KABARBURSA.COM - Asosiasi Perusahaan Minyak dan Gas Nasional (Aspermigas) mengusulkan agar satuan tugas (satgas) hulu migas, yang dipimpin oleh Menteri Koordinator Bidang Kemaritiman dan Investasi, Luhut Binsar Pandjaitan, mulai menargetkan investor yang belum berpengalaman di sektor ini.
Ketua Komite Investasi Aspermigas, Moshe Rizal, menyarankan agar satgas mempertimbangkan investor skala menengah hingga kecil, termasuk perusahaan venture capital yang terhubung dengan teknologi mutakhir di sektor hulu migas. Ia juga menyebutkan adanya investor besar dari sektor lain yang tertarik untuk merambah hulu migas.
"Pemerintah harus peka terhadap hal ini, jangan hanya fokus pada perusahaan migas besar," tegas Moshe dikutip Rabu 7 Agustus 2024.
Menurut Moshe, profil investor di sektor hulu migas telah berubah dalam dua tahun terakhir. Perusahaan-perusahaan migas besar kini lebih berhati-hati akibat perubahan geopolitik yang menambah risiko investasi. “Kini, perusahaan cenderung kembali ke fokus utama mereka, mencari peluang yang lebih mudah dikelola dan lebih cepat dimonetisasi,” tambahnya.
· · · · · · ·
- _Tentang tugas ini_:
Menurut teks sumber, siapa yang menjabat Ketua Komite Investasi Aspermigas? Catatan ini merupakan bahan tersendiri yang terpisah dari teks sumber.

[Catatan tersimpan]
· · · · · · ·
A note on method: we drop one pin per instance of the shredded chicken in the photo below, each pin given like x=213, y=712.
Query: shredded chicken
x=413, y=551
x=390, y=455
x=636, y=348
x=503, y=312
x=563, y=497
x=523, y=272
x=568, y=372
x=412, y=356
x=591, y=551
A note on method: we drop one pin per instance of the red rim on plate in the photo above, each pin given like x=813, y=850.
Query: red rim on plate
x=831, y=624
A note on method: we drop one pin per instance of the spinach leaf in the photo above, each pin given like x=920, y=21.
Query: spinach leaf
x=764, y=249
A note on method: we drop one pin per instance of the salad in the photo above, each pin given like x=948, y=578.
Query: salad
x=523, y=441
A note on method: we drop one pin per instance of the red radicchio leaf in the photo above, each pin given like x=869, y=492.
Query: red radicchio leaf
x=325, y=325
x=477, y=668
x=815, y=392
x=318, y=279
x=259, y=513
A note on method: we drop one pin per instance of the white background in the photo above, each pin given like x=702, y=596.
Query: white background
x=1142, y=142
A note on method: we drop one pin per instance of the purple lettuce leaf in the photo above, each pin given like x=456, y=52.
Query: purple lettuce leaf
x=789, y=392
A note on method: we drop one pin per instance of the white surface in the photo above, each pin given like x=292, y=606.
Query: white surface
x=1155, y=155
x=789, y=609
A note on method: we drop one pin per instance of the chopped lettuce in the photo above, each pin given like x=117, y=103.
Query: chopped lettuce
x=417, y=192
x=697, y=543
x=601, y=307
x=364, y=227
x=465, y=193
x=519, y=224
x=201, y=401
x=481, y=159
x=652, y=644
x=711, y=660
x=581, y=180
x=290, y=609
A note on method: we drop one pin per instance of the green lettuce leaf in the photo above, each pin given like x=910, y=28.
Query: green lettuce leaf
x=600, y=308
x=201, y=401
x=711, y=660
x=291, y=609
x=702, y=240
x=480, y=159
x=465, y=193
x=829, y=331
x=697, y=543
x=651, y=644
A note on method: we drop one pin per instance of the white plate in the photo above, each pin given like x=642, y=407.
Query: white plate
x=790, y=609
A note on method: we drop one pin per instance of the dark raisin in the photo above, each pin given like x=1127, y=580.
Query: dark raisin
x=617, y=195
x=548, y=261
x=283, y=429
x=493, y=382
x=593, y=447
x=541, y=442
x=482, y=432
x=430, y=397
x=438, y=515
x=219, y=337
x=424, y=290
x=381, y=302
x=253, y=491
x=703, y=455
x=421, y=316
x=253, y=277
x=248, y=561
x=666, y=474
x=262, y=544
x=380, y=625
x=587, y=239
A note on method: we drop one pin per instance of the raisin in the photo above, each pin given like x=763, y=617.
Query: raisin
· · · · · · ·
- _Hasil latihan_:
Moshe Rizal.